══ INPUT ══

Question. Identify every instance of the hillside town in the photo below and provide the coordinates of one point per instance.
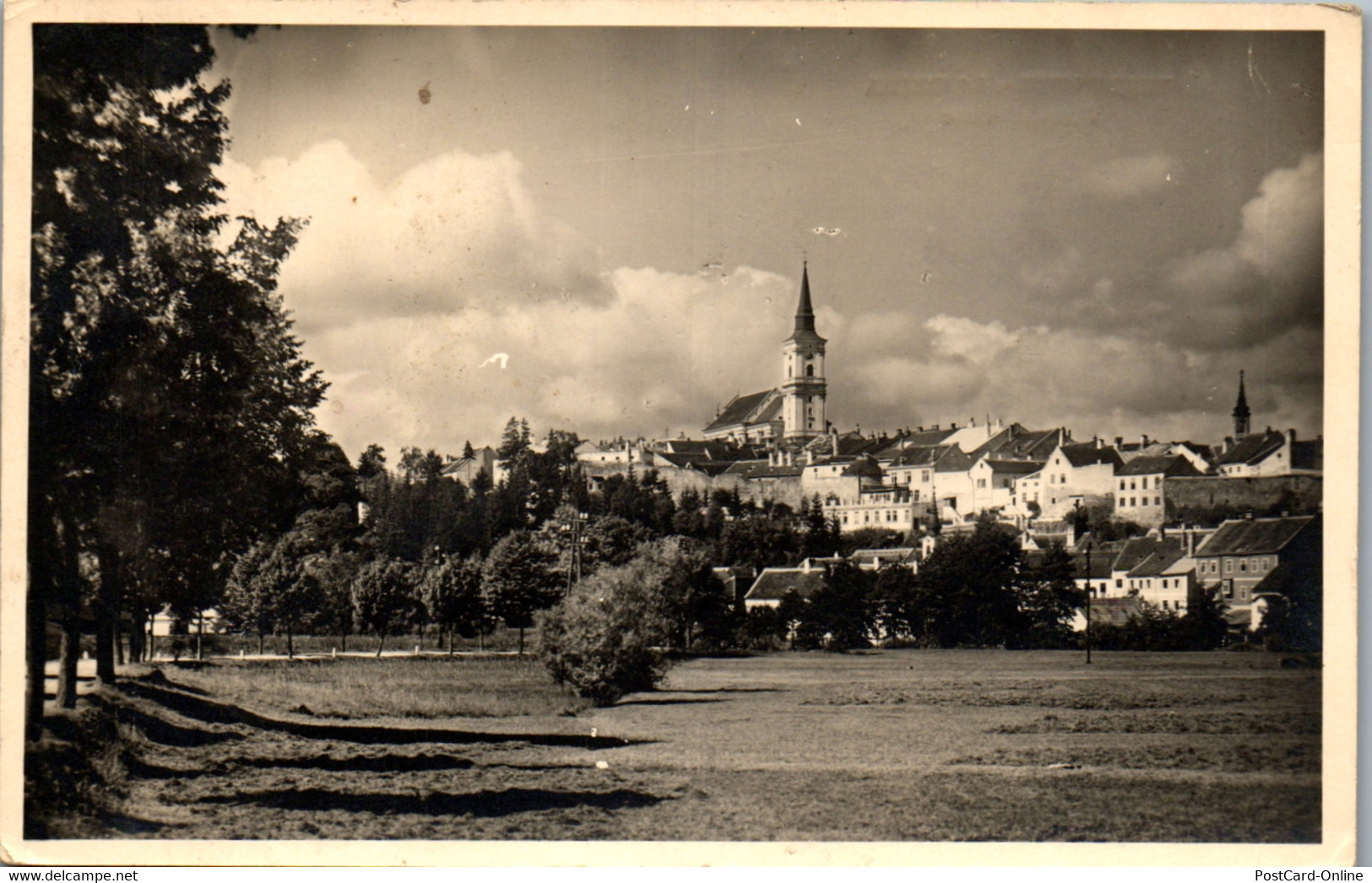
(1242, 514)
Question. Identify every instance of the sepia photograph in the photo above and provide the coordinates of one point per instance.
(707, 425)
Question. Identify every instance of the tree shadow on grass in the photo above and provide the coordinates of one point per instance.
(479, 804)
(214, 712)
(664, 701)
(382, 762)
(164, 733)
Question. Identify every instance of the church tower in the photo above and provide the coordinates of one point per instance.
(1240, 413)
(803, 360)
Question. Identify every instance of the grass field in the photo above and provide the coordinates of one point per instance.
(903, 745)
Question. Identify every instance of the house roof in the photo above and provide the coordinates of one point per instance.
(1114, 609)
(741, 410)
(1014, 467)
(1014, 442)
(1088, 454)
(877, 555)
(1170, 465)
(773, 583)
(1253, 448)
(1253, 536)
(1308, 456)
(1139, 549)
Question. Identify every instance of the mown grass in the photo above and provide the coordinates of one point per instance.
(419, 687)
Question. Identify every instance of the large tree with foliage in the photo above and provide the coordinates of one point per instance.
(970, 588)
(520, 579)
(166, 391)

═══

- **WHAT THE EXERCISE ASKS**
An exact copy of every line from the one containing "Question. Identify every instance of the grass" through the last line of the entries is required; please add nothing.

- **ANSWER**
Question. Identify every instance of the grass field in the photo above and provide the coordinates of one point per instance.
(903, 745)
Question. Identify every instance of the house roof in the photo above and provide the coordinates of one point per instance.
(1114, 609)
(741, 410)
(1014, 467)
(1014, 442)
(1088, 454)
(877, 555)
(1170, 465)
(773, 583)
(1253, 448)
(1253, 536)
(1308, 456)
(1139, 549)
Question. Identify every instance of the mown grass in the photo above and provide the coordinates of one point per instance.
(419, 687)
Question. Identify every instance of the large tree with foliage in the photo above and provide the coordinates of one point per instance.
(970, 588)
(520, 579)
(166, 391)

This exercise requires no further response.